### TASK GOAL
Convert the lines between the ones holding "Search target: building" and "[0,359,23,384]", inclusive, into a Markdown table with the columns Row and Line, omitting blank lines. Number each row in the Row column and put the line in the Line column.

+ + + + + + +

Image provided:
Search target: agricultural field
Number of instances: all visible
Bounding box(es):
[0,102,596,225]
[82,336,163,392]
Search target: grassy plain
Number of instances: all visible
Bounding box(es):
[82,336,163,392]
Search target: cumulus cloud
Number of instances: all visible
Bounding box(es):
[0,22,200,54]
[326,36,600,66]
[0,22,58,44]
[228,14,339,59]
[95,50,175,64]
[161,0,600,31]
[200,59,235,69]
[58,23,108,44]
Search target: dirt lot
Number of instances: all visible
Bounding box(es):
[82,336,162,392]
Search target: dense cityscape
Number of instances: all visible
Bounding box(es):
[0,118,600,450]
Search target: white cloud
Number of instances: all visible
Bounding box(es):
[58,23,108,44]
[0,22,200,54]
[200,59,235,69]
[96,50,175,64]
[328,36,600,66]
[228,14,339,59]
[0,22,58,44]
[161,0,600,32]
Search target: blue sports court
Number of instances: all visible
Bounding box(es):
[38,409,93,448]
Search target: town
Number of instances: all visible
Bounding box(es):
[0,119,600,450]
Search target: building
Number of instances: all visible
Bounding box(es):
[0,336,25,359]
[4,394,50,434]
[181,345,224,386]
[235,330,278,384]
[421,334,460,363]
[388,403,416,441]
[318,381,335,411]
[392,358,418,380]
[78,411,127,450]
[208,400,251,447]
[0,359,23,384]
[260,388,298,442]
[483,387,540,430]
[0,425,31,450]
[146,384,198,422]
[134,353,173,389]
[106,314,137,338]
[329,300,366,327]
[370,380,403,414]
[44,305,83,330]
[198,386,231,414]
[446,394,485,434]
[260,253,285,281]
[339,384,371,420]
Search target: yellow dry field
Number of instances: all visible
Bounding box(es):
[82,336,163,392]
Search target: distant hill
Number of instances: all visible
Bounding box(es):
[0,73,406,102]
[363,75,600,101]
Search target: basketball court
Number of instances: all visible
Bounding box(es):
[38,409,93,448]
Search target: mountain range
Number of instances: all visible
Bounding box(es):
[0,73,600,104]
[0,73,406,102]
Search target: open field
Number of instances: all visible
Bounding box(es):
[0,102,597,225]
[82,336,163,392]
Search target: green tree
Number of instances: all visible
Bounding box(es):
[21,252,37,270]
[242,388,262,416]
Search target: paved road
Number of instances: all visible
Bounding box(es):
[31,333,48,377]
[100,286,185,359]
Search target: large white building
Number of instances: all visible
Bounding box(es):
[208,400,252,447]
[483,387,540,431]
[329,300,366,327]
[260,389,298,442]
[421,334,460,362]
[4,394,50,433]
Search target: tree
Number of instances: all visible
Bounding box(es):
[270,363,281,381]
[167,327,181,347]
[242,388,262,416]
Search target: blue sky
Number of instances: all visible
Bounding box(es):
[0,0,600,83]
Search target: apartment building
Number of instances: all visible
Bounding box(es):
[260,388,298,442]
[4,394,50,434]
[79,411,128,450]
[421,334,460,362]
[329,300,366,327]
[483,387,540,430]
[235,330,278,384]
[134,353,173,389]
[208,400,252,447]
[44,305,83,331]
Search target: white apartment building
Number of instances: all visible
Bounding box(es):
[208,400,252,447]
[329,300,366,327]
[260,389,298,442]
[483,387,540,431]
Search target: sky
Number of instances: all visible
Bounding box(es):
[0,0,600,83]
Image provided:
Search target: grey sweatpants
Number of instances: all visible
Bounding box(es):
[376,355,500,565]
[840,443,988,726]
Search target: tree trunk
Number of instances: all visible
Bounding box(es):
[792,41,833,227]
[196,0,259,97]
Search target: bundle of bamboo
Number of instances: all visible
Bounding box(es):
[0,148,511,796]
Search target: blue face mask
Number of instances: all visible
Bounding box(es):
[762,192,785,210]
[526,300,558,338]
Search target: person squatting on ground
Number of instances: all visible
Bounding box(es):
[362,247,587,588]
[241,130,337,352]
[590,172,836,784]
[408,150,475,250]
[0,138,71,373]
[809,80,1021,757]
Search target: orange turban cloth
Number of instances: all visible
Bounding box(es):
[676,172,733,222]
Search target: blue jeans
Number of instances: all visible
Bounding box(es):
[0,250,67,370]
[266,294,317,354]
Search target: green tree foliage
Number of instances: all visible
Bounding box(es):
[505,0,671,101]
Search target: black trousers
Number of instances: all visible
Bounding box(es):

+ + + + + + +

### SOLUTION TO THE EXERCISE
| Row | Line |
|---|---|
| 1 | Search target: building |
| 2 | Number of instances: all visible |
| 3 | Bounding box(es): |
| 4 | [0,336,25,359] |
| 5 | [4,394,50,434] |
| 6 | [181,345,224,386] |
| 7 | [235,330,278,384] |
| 8 | [421,334,460,363] |
| 9 | [388,403,416,441] |
| 10 | [318,381,335,411] |
| 11 | [392,358,418,380] |
| 12 | [78,411,127,450] |
| 13 | [208,400,251,447] |
| 14 | [0,359,23,384] |